* Given passage
The Medal of Nakhimov (Медаль Нахимова) was a military decoration of the Soviet Union.

== Award history ==
The Medal of Nakhimov was a Soviet military award created on March 3, 1944 by decision of the Supreme Soviet of the USSR to reward distinction in the defence of the socialist homeland and to actively recognise successful combat missions on ships, in units of the Navy or of Border Guards. It was named in honour of Russian admiral Pavel Nakhimov, one of the most famous admirals in Russian naval history. Following the dissolution of the Soviet Union in 1991, the award was potentially and only temporarily retained by Decree No 2424-1 of the Presidium of the Supreme Soviet of the Russian Federation of March 2, 1992. It was never awarded under the Russian Federation and finally removed from the list of state awards by decree of the President of the Russian Federation of March 2, 1994.

== Award statute ==
The Medal of Nakhimov was awarded to sailors and soldiers, petty officers and sergeants, ensigns and warrant officers of the Soviet Navy, Naval Infantry and naval units of the Soviet Border Troops for courage and bravery displayed during the defence of the Soviet Union in naval theatres, while protecting the maritime borders of the USSR, during military duties with a risk to life. 14,020 people were awarded the Medal of Nakhimov from its creation in 1944 to its abolishment in 1994.

The Medal of Nakhimov was worn on the left side of the chest and when in the presence of other orders and medals of the Soviet Union, it was situated immediately after the Medal "For Battle Merit". If worn in the presence of orders or medals of the Russian Federation, the latter have precedence.

* Source information

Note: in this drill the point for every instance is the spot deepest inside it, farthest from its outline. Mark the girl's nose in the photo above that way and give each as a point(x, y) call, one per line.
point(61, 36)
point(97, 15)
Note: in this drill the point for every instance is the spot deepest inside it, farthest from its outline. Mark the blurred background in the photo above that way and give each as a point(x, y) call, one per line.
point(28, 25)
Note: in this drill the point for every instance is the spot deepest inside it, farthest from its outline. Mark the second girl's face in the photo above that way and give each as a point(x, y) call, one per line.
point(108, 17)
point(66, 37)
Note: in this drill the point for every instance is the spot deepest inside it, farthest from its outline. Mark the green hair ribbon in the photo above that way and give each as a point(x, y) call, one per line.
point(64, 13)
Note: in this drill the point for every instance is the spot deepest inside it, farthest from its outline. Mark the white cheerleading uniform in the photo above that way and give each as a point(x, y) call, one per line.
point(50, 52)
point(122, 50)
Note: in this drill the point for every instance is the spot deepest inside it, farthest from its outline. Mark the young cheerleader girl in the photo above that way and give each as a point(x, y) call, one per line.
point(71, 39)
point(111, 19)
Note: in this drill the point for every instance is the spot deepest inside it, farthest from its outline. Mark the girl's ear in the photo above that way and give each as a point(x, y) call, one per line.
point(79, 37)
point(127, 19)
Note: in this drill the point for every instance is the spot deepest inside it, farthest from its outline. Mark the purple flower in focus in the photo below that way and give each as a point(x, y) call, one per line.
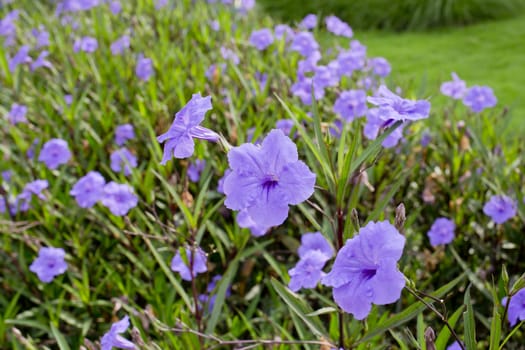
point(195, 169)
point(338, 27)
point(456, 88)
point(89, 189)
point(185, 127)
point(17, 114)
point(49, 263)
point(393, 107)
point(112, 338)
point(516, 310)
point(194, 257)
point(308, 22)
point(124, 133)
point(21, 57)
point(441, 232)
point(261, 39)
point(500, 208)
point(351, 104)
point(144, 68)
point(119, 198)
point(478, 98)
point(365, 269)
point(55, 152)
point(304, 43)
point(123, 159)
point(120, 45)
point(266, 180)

* * *

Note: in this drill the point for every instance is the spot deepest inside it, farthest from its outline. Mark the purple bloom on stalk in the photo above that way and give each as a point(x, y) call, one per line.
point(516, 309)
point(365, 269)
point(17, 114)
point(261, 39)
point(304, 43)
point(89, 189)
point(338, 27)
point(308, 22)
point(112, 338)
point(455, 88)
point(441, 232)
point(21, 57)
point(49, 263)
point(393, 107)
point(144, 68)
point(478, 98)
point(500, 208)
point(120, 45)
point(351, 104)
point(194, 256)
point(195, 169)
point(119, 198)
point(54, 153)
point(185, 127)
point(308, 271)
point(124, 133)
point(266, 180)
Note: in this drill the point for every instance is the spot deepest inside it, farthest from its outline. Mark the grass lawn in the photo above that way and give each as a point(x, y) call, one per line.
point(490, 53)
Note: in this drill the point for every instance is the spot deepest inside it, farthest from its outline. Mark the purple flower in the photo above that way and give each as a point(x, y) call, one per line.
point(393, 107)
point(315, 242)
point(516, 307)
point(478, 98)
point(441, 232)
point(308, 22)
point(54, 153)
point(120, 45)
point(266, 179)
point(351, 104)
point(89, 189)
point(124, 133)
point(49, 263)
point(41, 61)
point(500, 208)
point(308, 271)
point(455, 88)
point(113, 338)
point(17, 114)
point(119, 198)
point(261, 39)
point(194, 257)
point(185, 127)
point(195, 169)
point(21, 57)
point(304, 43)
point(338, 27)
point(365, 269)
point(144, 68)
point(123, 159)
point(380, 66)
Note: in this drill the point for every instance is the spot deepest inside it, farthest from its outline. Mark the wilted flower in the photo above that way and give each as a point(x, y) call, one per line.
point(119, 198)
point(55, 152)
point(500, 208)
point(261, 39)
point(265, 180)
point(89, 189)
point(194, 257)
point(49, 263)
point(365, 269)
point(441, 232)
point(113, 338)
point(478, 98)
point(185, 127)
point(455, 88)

* What you should do
Extract the part of the Medal of Nakhimov text from "The Medal of Nakhimov (Медаль" to "March 2, 1994.", copying it word for word.

* Solution to the exercise
The Medal of Nakhimov (Медаль Нахимова) was a military decoration of the Soviet Union.

== Award history ==
The Medal of Nakhimov was a Soviet military award created on March 3, 1944 by decision of the Supreme Soviet of the USSR to reward distinction in the defence of the socialist homeland and to actively recognise successful combat missions on ships, in units of the Navy or of Border Guards. It was named in honour of Russian admiral Pavel Nakhimov, one of the most famous admirals in Russian naval history. Following the dissolution of the Soviet Union in 1991, the award was potentially and only temporarily retained by Decree No 2424-1 of the Presidium of the Supreme Soviet of the Russian Federation of March 2, 1992. It was never awarded under the Russian Federation and finally removed from the list of state awards by decree of the President of the Russian Federation of March 2, 1994.